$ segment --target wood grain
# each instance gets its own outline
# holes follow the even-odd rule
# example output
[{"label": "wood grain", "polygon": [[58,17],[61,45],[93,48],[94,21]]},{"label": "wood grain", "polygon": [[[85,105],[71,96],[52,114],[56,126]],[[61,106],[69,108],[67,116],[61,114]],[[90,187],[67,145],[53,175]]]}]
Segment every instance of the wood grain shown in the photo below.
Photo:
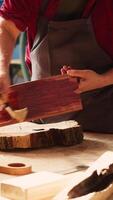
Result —
[{"label": "wood grain", "polygon": [[[105,179],[102,184],[98,185],[99,190],[97,188],[95,190],[98,180],[93,180],[91,177],[94,172],[98,176],[101,174],[99,178],[102,178],[107,173],[112,177],[112,169],[109,168],[111,165],[113,165],[113,152],[108,151],[97,159],[81,176],[75,176],[64,191],[58,194],[54,200],[107,200],[113,194],[113,179],[110,184],[106,184],[106,181],[108,181],[108,177],[106,176],[107,180]],[[94,191],[87,192],[89,188],[94,188]]]},{"label": "wood grain", "polygon": [[[28,108],[26,121],[57,116],[82,109],[78,83],[67,75],[58,75],[10,87],[9,104],[14,110]],[[0,126],[16,123],[9,114],[0,112]]]},{"label": "wood grain", "polygon": [[70,176],[47,171],[24,175],[3,181],[1,195],[13,200],[51,200],[68,180]]},{"label": "wood grain", "polygon": [[23,122],[0,127],[1,150],[71,146],[82,141],[82,127],[74,120],[51,124]]}]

_PROMPT:_ Write out the listing above again with "instance" renamed to "occurrence" and nothing else changed, leaving out the picture.

_WORKED SOLUTION:_
$ segment --target wood grain
# each occurrence gets its own outline
# holes follow the even-odd rule
# example output
[{"label": "wood grain", "polygon": [[58,17],[61,45],[93,48],[94,21]]},{"label": "wood grain", "polygon": [[[85,105],[71,96],[52,114],[56,126]],[[61,106],[69,108],[67,116],[61,114]],[[90,187],[67,145],[53,175]]]}]
Segment every occurrence of the wood grain shown in the photo below.
Photo:
Result —
[{"label": "wood grain", "polygon": [[[105,179],[102,184],[98,185],[99,190],[97,188],[95,190],[98,180],[93,180],[91,177],[94,172],[98,176],[101,174],[99,178],[102,178],[107,173],[112,177],[112,169],[109,168],[111,165],[113,165],[113,152],[108,151],[97,159],[81,176],[75,176],[64,191],[58,194],[54,200],[107,200],[113,194],[113,179],[110,184],[106,184],[106,181],[108,181],[108,177],[106,176],[107,180]],[[94,191],[87,192],[89,188],[94,188]]]},{"label": "wood grain", "polygon": [[[28,108],[26,121],[57,116],[82,109],[78,83],[67,75],[58,75],[10,87],[9,104],[14,110]],[[0,126],[16,123],[9,114],[0,112]]]},{"label": "wood grain", "polygon": [[70,176],[47,171],[24,175],[3,181],[1,195],[13,200],[51,200],[68,180]]},{"label": "wood grain", "polygon": [[23,122],[0,127],[1,150],[71,146],[82,141],[82,127],[74,120],[51,124]]}]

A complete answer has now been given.